▶ Your assignment
Output exactly the lines from the line that has "handlebar in the photo above." through the last line of the data below, with no pictures.

▶ Data for analysis
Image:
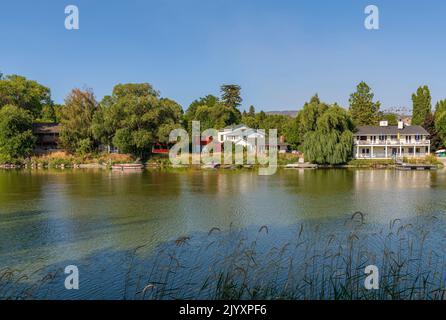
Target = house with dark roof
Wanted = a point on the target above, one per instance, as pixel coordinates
(386, 142)
(47, 135)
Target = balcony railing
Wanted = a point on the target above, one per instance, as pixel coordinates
(391, 142)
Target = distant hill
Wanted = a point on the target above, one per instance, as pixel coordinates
(284, 113)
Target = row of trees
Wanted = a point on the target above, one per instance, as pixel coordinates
(135, 116)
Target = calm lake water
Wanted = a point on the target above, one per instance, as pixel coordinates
(95, 219)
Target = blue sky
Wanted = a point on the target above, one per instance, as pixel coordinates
(280, 52)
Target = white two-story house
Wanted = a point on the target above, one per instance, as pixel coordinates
(386, 142)
(241, 135)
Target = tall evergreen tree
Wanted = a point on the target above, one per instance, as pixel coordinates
(76, 134)
(252, 111)
(230, 95)
(422, 105)
(362, 108)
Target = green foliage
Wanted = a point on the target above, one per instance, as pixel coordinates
(230, 95)
(362, 108)
(422, 105)
(434, 136)
(212, 113)
(16, 138)
(332, 139)
(27, 94)
(305, 121)
(391, 118)
(134, 117)
(440, 124)
(76, 133)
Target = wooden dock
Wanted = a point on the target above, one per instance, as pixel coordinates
(407, 166)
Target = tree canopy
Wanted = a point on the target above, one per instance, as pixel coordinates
(16, 138)
(422, 105)
(362, 108)
(331, 140)
(231, 96)
(76, 133)
(26, 94)
(134, 117)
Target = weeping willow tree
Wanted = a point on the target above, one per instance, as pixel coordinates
(332, 140)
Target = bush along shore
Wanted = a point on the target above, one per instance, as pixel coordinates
(61, 160)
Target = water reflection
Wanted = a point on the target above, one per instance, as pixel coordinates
(51, 216)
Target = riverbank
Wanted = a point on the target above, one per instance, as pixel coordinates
(61, 160)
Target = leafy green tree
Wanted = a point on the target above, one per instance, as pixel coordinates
(76, 133)
(27, 94)
(429, 125)
(391, 118)
(440, 107)
(305, 121)
(133, 118)
(331, 142)
(16, 138)
(422, 105)
(439, 124)
(212, 113)
(230, 95)
(362, 108)
(252, 111)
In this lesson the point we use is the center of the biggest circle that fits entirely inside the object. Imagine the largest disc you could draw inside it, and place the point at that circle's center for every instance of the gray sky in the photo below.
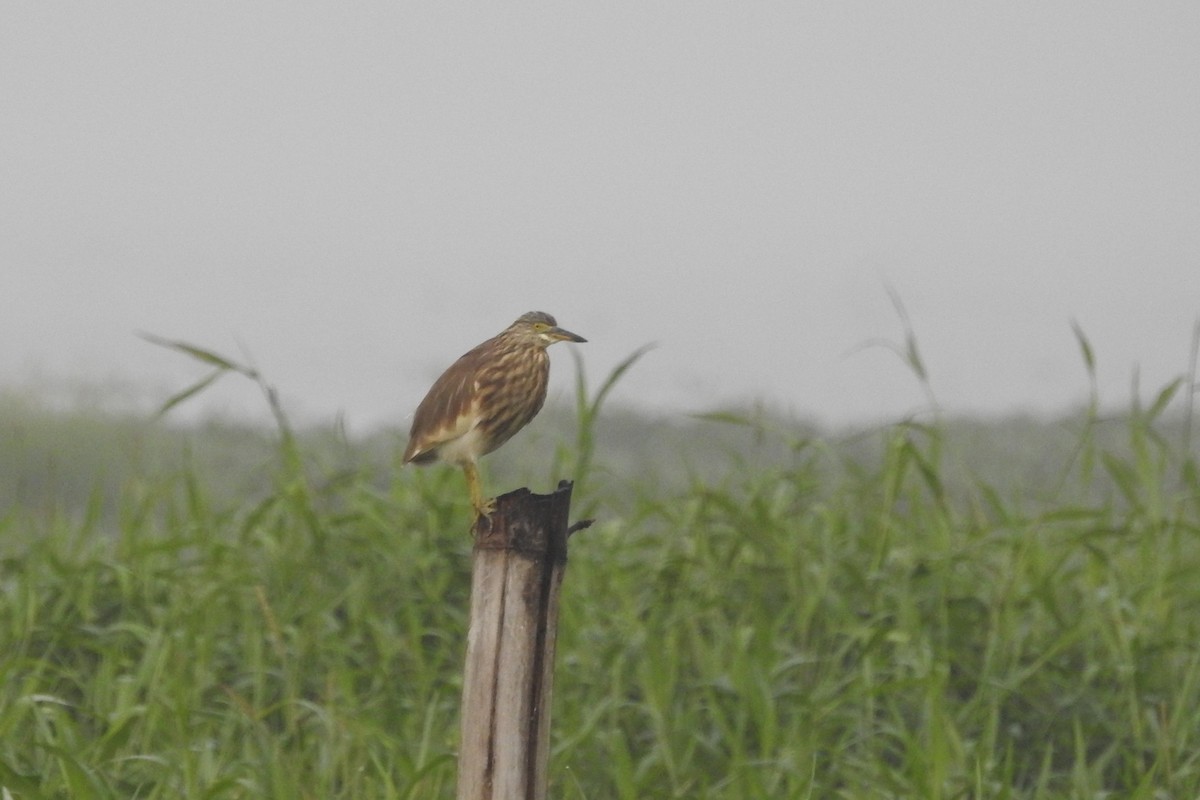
(355, 193)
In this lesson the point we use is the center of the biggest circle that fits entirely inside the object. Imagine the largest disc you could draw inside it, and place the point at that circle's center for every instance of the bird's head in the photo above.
(539, 328)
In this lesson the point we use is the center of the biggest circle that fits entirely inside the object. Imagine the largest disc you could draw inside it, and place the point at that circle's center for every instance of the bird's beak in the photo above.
(562, 335)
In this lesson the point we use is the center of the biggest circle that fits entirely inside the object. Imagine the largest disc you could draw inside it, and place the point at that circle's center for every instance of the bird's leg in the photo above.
(483, 507)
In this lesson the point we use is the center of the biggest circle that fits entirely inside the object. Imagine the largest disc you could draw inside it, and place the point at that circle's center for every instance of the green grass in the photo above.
(801, 617)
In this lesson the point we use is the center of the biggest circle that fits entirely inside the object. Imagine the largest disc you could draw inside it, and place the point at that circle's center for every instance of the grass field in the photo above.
(217, 613)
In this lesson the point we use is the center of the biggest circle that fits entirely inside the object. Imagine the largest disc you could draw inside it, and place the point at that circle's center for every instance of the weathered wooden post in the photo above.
(516, 573)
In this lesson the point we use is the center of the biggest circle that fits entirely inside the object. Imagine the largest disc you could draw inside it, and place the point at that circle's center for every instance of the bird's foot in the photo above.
(484, 507)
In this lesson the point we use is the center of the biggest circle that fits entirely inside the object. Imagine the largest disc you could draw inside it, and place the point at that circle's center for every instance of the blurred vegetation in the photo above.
(935, 608)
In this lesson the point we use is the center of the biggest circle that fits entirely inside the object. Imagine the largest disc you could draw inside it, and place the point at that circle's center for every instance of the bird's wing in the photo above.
(449, 410)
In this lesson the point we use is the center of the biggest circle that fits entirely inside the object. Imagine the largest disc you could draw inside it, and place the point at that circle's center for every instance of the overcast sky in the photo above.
(353, 194)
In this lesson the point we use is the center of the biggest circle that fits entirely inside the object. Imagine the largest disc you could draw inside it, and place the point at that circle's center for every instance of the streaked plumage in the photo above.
(485, 397)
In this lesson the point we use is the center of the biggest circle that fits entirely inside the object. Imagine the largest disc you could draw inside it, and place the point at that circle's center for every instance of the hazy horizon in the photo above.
(351, 198)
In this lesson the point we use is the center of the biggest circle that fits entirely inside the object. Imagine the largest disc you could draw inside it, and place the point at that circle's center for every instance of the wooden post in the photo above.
(516, 573)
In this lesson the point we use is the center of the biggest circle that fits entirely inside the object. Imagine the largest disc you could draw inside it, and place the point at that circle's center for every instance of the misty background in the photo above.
(349, 197)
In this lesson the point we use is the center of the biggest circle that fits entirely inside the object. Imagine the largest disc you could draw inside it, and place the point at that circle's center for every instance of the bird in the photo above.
(484, 398)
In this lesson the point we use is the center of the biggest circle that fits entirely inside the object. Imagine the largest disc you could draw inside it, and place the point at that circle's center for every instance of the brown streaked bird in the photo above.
(485, 397)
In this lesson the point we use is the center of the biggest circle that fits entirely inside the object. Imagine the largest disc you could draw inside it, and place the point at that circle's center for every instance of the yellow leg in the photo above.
(483, 507)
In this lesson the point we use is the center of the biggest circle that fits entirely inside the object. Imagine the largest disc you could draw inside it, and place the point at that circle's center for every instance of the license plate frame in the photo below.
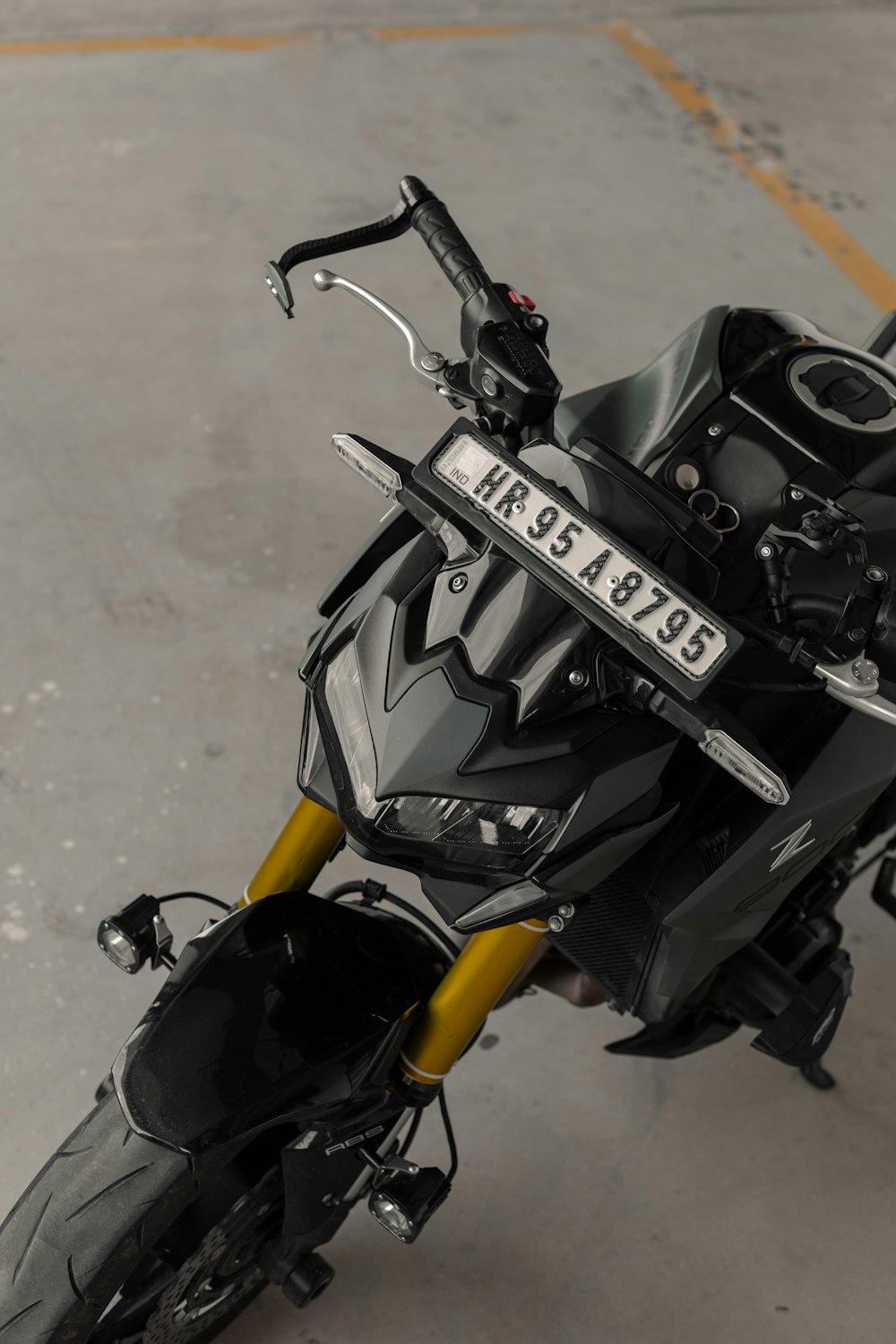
(556, 540)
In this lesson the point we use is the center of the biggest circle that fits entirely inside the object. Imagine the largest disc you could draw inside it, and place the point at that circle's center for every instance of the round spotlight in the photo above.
(392, 1217)
(120, 948)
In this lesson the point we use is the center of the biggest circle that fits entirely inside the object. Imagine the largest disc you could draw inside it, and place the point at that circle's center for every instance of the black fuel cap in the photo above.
(848, 390)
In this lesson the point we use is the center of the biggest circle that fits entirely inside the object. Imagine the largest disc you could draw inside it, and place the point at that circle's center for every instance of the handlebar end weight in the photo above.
(279, 287)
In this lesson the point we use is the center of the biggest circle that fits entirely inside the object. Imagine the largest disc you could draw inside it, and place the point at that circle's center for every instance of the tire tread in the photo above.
(66, 1246)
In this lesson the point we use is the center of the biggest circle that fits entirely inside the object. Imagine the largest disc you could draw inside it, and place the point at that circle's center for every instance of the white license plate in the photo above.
(627, 590)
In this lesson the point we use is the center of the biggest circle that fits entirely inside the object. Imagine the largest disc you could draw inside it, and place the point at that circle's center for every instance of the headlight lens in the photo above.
(481, 833)
(346, 701)
(457, 827)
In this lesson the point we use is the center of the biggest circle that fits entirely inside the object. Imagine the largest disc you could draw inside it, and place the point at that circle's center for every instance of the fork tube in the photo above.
(298, 854)
(461, 1003)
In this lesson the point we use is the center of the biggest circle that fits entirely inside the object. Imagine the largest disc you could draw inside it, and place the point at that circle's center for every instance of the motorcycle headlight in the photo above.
(471, 832)
(346, 702)
(481, 833)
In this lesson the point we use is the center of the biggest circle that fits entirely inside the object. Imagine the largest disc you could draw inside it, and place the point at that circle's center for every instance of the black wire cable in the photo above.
(346, 889)
(194, 895)
(449, 1134)
(343, 890)
(411, 1134)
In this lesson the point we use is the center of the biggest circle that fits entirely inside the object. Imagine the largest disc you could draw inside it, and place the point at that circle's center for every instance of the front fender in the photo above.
(282, 1011)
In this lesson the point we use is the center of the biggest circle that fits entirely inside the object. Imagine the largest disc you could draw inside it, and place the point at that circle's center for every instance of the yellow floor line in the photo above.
(813, 220)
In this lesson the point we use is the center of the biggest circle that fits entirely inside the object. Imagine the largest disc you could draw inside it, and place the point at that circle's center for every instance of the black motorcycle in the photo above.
(610, 679)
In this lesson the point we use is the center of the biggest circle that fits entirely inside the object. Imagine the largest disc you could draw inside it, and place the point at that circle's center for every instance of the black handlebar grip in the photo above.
(444, 238)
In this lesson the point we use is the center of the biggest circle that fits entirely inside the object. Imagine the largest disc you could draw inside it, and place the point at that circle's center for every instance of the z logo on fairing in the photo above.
(791, 846)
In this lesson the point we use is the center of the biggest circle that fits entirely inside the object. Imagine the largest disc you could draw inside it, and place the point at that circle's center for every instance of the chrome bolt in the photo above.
(686, 476)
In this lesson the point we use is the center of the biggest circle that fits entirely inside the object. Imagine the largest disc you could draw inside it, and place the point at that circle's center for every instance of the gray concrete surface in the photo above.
(171, 510)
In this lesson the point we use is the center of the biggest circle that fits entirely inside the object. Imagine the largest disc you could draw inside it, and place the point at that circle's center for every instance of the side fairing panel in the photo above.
(642, 416)
(720, 914)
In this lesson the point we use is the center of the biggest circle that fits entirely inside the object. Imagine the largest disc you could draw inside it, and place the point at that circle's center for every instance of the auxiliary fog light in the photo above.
(134, 935)
(403, 1204)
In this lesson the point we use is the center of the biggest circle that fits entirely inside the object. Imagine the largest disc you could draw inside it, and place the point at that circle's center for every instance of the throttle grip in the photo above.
(444, 238)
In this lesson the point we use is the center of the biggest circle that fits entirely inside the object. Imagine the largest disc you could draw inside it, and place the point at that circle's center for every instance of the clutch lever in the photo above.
(856, 683)
(429, 365)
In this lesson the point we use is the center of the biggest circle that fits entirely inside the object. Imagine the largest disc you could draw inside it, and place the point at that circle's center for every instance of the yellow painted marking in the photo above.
(742, 150)
(813, 220)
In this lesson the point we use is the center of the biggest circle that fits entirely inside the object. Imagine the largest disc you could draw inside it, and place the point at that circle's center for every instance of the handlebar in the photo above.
(433, 222)
(506, 374)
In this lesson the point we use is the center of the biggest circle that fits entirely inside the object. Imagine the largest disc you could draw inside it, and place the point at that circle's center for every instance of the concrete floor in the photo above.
(171, 510)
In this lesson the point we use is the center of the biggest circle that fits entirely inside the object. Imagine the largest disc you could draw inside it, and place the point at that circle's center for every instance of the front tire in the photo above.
(104, 1246)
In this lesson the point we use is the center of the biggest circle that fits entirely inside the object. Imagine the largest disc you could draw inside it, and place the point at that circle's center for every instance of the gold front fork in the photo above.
(471, 986)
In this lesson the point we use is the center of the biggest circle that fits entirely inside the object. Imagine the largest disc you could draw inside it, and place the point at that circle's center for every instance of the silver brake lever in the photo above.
(856, 683)
(429, 365)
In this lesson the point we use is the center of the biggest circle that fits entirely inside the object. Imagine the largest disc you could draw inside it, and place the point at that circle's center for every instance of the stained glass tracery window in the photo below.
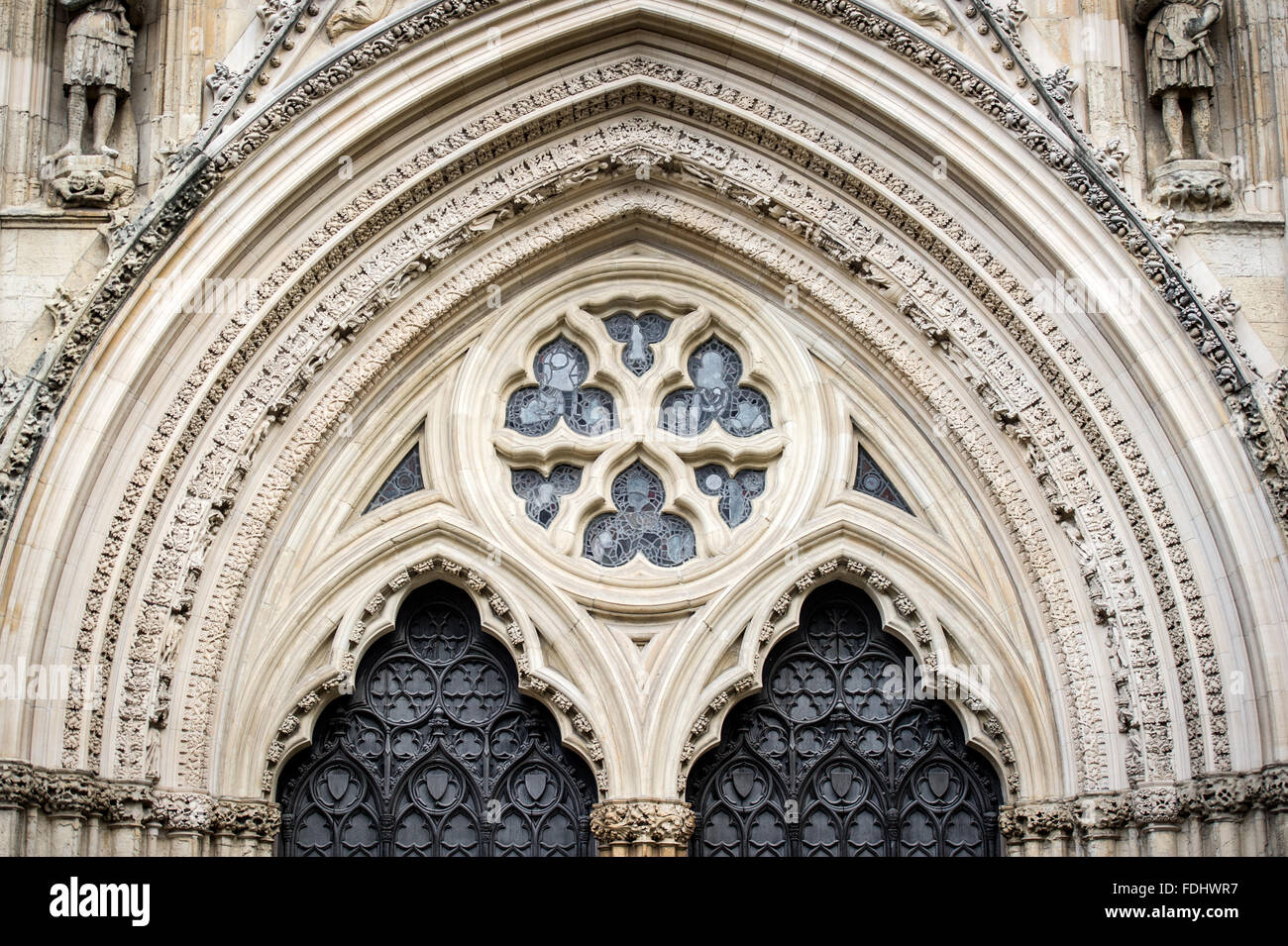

▶ Task answer
In this lesson the point we use is the center of the biggest circle that fits entirely inside the object. Imagine the largest disc you could draw inside it, and place the point at that circle's center for every instance of the handlebar in the photo above.
(433, 222)
(506, 374)
In this lesson the point we use is the center of the biggest circle that fits entirely inside the object. Imagine the largest disc you could draw inside it, and place the point at that circle's center for every instance of the concrete floor in the photo above.
(171, 510)
In this lesson the point we use is the center of the biggest circle that fits entirely inside the object. Imagine the largest disc you could draw inside it, and place the point at that circle's center for every instance of the front tire in the photo above.
(104, 1246)
In this lesson the point we use is the center of the biggest circle that fits entirely inside the object. Imagine the largest disc you could draw inside it, and place the point at that circle's center for every instance of the gold front fork in the photo above.
(471, 986)
In this lesson the point we use is the center of the biggest circle that fits entirely inside the object. Imagine the largest disc you could draw inside it, and place the point at that circle's center for every instance of the silver brake lever in the photo above.
(856, 683)
(429, 365)
In this lesson the point we use is the center of the biggest circle that fits entirely inside the object. Imagine the largest disc you could draw inside it, and place the point at that circle's center for every instance of the stained glass tracery window in the photo below.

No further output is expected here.